As loyalist forces mop up the last pockets of resistance around the capital, President Bashar Assad appears to already have set his sights on his next target: Daraa.
The city is split between rebels, who hold the southern Old City, and regime forces who control the modern districts and government posts to the north.
Opposition forces still hold more than two-thirds of the surrounding 3,730-square-kilometer province which borders Jordan.
Seizing the border area could bring the regime both military and economic security, analysts have said.
And a victory in Daraa city would carry symbolic weight — it was the cradle of Syria’s seven-year uprising against Assad’s rule.
The resurgent regime just this month dealt rebels their biggest blow yet by recapturing Eastern Ghouta, the former opposition stronghold outside Damascus.
That freed up troops who had spent years bombing the Ghouta front.
“After Ghouta, the regime escalated its bombing against us with surface-to-surface missiles, machine-gun fire, mortars, tanks, and heavy artillery,” says rebel fighter Fahed Abu Hatem.
In response, Abu Hatem says, his forces reinforced their positions, dug trenches and erected fresh barricades.

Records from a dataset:
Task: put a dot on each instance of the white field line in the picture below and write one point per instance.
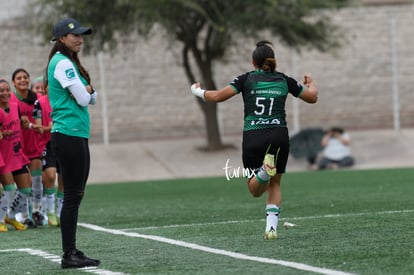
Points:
(57, 259)
(282, 219)
(240, 256)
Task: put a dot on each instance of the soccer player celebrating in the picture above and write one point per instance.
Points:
(265, 133)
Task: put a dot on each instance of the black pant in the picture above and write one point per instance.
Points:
(73, 156)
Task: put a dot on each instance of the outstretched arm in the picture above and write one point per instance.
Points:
(310, 93)
(213, 95)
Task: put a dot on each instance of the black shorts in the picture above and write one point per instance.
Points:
(49, 158)
(257, 142)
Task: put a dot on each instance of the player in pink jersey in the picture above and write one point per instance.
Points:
(15, 169)
(42, 114)
(25, 99)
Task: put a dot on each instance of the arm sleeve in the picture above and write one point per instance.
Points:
(67, 76)
(295, 88)
(238, 83)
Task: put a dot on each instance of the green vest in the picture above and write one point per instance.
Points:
(68, 116)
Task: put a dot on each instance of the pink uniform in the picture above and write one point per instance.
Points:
(31, 139)
(11, 143)
(46, 118)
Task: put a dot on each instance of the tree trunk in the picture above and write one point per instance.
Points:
(212, 126)
(209, 109)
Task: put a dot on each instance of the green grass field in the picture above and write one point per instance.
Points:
(348, 222)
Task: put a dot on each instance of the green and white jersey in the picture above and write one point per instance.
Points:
(264, 96)
(68, 116)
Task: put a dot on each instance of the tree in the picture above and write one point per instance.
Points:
(205, 28)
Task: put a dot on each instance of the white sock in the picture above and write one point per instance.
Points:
(5, 199)
(37, 192)
(50, 202)
(262, 175)
(19, 203)
(43, 207)
(272, 216)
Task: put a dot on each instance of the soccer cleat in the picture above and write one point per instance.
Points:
(269, 164)
(51, 219)
(29, 224)
(13, 222)
(76, 259)
(271, 234)
(3, 227)
(37, 218)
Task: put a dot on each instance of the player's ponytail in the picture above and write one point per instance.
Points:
(264, 57)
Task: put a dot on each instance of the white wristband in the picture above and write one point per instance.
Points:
(198, 92)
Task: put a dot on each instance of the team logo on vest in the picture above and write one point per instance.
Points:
(70, 73)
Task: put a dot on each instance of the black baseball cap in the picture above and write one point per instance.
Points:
(68, 25)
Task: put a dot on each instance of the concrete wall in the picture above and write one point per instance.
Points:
(148, 94)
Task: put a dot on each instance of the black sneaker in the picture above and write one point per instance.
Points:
(37, 218)
(76, 259)
(29, 224)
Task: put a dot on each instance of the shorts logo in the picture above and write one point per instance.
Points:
(70, 73)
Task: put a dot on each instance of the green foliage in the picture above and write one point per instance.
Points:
(297, 23)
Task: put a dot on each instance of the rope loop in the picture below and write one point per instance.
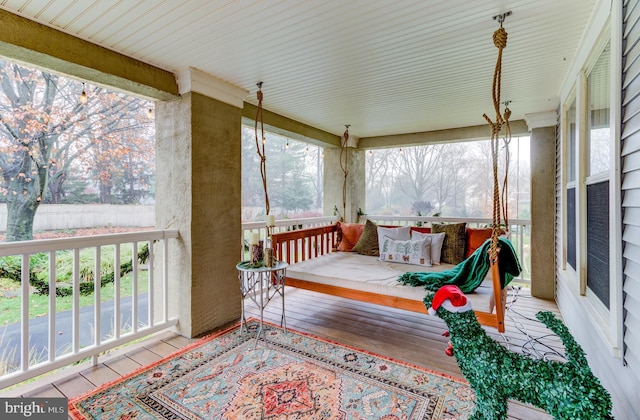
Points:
(500, 38)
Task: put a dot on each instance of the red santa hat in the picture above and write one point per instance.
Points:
(450, 298)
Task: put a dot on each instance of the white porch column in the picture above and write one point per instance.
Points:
(334, 181)
(198, 155)
(543, 156)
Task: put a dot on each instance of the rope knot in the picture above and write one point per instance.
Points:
(500, 38)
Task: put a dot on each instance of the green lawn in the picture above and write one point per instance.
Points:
(39, 304)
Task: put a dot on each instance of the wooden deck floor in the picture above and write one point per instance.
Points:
(408, 336)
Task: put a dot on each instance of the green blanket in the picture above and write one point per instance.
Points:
(470, 273)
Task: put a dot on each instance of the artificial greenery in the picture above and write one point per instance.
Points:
(566, 390)
(10, 267)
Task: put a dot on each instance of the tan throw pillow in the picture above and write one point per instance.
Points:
(368, 242)
(455, 241)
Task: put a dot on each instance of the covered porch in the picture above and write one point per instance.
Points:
(403, 335)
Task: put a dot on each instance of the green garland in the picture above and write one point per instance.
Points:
(86, 287)
(566, 390)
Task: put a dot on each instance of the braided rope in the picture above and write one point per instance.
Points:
(344, 165)
(260, 147)
(500, 41)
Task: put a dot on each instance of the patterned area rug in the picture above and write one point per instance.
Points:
(282, 375)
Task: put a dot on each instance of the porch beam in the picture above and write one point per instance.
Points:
(30, 42)
(285, 126)
(449, 135)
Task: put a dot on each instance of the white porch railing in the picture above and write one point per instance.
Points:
(108, 323)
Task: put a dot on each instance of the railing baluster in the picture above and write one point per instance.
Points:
(117, 320)
(165, 279)
(24, 317)
(134, 294)
(76, 301)
(150, 293)
(51, 339)
(97, 277)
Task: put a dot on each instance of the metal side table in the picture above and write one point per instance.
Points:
(261, 284)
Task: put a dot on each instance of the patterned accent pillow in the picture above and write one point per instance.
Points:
(437, 239)
(417, 252)
(455, 241)
(368, 242)
(402, 233)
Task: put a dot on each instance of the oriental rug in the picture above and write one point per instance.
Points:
(281, 375)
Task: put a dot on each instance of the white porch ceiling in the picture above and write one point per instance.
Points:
(385, 67)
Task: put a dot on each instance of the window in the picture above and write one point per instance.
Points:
(67, 142)
(572, 165)
(450, 180)
(597, 181)
(294, 177)
(598, 97)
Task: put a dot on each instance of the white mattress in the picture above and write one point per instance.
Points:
(360, 272)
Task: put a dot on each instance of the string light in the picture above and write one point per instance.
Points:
(83, 96)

WHAT YOU WILL DO:
[A] According to the article on Daraa, why would a regime victory in Daraa city carry symbolic weight?
[B] Please list every weapon or form of attack that Fahed Abu Hatem says the regime used against his forces after Ghouta, as given in the article on Daraa.
[C] Go on with the article on the fight for Daraa, starting after its final sentence.

TASK-BY-TASK RESULTS:
[A] Daraa city was the cradle of Syria's seven-year uprising against Assad's rule.

[B]
- Surface-to-surface missiles
- Machine-gun fire
- Mortars
- Tanks
- Heavy artillery

[C]
Gritting his teeth, rebel field commander Ibrahim Musalima, 27, insists the extra measures are necessary.
“It’s not fear, it’s readiness,” says Musalima.
“We’re setting up lines of defense and attack, and upping our coordination with the Quneitra rebels to the west, all the way to the border with Suweida to the east.”
Quneitra is the province directly to Daraa’s west, and Suweida neighbors it to the east.
Sections of the three provinces make up a “de-escalation zone” agreed in May 2017 by rebel backer Turkey and regime allies Russia and Iran.
The US and Jordan have also backed the zone, announcing alongside Russia in July that a cessation of hostilities would begin in the southern sliver.
Despite the steadily increasing violence, Musalima says the south’s rebel factions had been “advised” by their foreign backers not to provoke the regime or its loyalist militias, and to preserve the de-escalation zone.
The subtle warning belies the region’s importance to rival actors in Syria’s complex war.
Assad is keen to recapture the strategic Nasib crossing with Jordan, which the regime lost to rebels in 2015 but whose recapture could generate desperately needed income from cross-border trade.
Meanwhile, the presence of Iran-backed militias in southern Syria, including Lebanon’s Hezbollah, has irked neighboring Israel.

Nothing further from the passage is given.